Sunday, November 27, 2011

The Kitchen Musical

Watching The Kitchen Musical is like a tacit admission that you have nothing better to do on a Saturday night. Seriously, anyone who gets to watch this thing on its given timeslot has either decided to stay in for a quiet weekend or was channel-surfing when the television-musical-bug decided to bite. Terrible, I know, but creator CheeK's concept of fusion entertainment---one that combines food, music, drama and dance in one show---has badges of an experiment gone awry and yet like any new dish that makes use of traditional and exotic ingredients, there's always hope that with enough tweaking, he can get the recipe right. There's barely enough to whet your appetite but since it traverses the so-bad-it's-good category, don't be surprised to find yourself tuning in once in a while.

I was quite curious about this show but despite several not-so-well-planned attempts to watch it, I never really had the chance to catch the premiere episode until they ran a 4-hour marathon on Studio23. The modus operandi of the show is quite simple---everything takes place in a posh, cosmopolitan restaurant that specializes in French cuisine called The Avilon where the characters prepare food, interact with each other, bust a move and burst into song.

[PROMPT]
Can you continue the review of The Kitchen Musical from its last sentence? The data after this point is separate from the review of The Kitchen Musical.

[DATASET EXCERPTS]
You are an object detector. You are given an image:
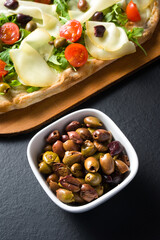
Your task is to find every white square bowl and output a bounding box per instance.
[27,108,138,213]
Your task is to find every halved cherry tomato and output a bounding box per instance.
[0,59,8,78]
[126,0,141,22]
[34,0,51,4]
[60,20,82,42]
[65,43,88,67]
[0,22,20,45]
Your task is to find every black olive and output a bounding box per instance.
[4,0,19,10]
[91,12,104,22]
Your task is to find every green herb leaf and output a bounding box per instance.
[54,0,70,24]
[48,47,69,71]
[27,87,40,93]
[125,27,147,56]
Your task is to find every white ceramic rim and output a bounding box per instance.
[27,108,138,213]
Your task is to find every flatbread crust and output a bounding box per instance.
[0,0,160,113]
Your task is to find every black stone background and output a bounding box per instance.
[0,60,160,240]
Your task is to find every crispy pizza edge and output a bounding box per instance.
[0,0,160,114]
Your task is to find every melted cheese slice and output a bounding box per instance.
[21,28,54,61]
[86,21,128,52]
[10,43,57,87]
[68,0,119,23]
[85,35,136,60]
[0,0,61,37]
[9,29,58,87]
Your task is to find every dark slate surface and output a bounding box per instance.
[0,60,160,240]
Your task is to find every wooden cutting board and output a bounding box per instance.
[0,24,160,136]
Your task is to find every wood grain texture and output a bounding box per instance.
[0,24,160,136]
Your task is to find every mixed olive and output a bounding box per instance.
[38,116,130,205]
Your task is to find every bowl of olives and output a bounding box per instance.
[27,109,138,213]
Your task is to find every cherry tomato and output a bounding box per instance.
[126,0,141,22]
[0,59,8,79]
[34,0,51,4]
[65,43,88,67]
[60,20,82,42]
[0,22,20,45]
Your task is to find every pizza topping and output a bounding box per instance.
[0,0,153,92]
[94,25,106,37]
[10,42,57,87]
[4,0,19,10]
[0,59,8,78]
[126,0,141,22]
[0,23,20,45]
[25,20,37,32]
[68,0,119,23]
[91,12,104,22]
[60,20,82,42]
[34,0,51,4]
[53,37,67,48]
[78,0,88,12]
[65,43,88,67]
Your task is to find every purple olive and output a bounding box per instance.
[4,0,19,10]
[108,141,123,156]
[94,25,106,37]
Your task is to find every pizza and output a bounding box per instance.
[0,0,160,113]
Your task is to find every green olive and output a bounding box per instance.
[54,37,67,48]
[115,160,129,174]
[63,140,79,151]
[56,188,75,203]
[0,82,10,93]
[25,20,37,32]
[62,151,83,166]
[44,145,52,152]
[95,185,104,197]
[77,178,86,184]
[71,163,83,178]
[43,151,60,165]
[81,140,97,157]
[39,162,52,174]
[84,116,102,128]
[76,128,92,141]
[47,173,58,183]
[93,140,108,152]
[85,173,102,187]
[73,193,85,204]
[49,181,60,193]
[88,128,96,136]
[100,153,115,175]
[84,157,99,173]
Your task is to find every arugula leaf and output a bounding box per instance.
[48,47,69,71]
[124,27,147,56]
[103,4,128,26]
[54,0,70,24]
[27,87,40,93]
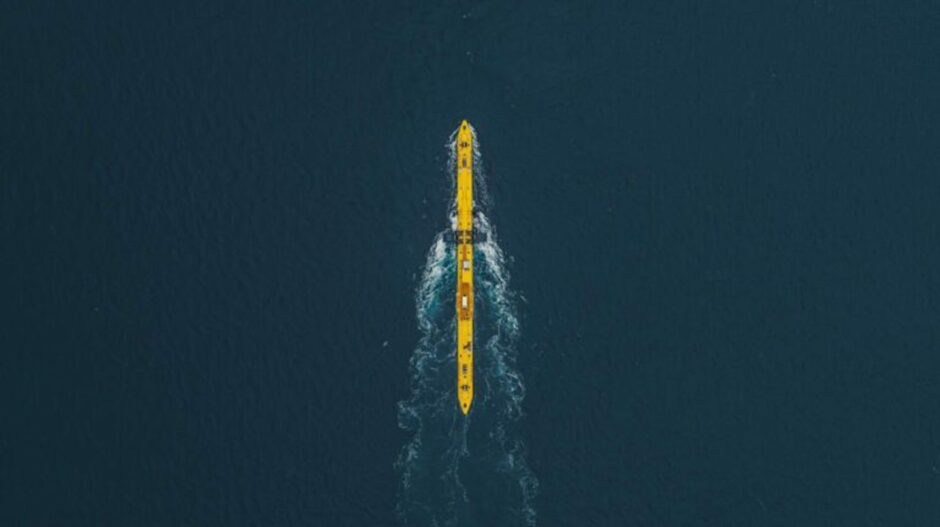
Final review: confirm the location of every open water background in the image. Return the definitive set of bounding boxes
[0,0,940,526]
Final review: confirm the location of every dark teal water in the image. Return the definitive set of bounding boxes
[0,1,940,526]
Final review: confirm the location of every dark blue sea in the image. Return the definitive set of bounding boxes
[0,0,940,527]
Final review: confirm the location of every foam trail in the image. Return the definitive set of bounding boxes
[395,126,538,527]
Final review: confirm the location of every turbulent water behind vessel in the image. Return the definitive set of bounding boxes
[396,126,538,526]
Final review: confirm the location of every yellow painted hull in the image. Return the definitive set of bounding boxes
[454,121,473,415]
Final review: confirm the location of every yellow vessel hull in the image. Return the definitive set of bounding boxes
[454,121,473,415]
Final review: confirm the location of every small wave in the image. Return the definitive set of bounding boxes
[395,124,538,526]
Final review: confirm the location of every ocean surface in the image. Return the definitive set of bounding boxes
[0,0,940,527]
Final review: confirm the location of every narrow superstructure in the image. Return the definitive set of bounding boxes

[OUTPUT FOR THIS TASK]
Our story begins when fresh graduate, Maddie Avilon (Karylle) returns from Le Cordon Bleu and lands a job at her father's restaurant as a sous-chef under the direction of renowned culinary genius, Alex Marcus (Stephen Rahman-Hughes). Young, zealous and brimming with ideas, Maddie ends up butting heads with the uptight and methodical executive chef who detests the very idea of adjusting his refined palate just to experiment on the set menu when a food critic's in town.

From there on out, it takes no great leap of imagination to see how the open antagonism between the two would soon turn into sexual tension as master and apprentice slowly win over each other with every dish that they prepare. Anyone who's seen the show knows that something's cooking in the kitchen and no, we're not referring to the evening special that consists of the four-course meal that they come up with every week.

To seemingly add spice to an otherwise proven formula, a feisty old flame of Alex's named Selena Aragon (Rosemary Vandenbroucke) gets employed as the restaurant sommelier while trusted friend, and colleague, sous-chef Daniel Ray (Christian Bautista), throws his hat into the ring to vie not only for Maddie's heart but also professional independence. Throw in a recovering alcoholic as restaurant manager (Arthur Acuña), a couple of funky line cooks (Juan Jackson, Thou Reyes, Carla Dunareanu and Erwin Shah Ismail), a gay pâtissier (Ikey Canoy), and a gaggle of receptionists/waitresses/bartenders (Oon Shu An, Nadiah M. Din, Juwanda Hassim, Gayle Nerva and Rebecca Spykerman) who can carry a tune and voila! What you have is basically a programming experiment that could have very well been conceived after hours of watching MTV, the CW Network and the Food Channel (maybe even Fox's Hell's Kitchen).   

It's quite unclear to me whether or not the said place has Michelin stars but the web that binds all the characters can by no means be considered veiled nor intricate. There's the standard love triangle that's looking more and more like a quadrangle-pentagon as the series goes on, the resort to cringe-worthy dialogue, and the oft times awkward segue to music and food that has the tendency to drive away viewers who checked in expecting more substance from the show's narrative.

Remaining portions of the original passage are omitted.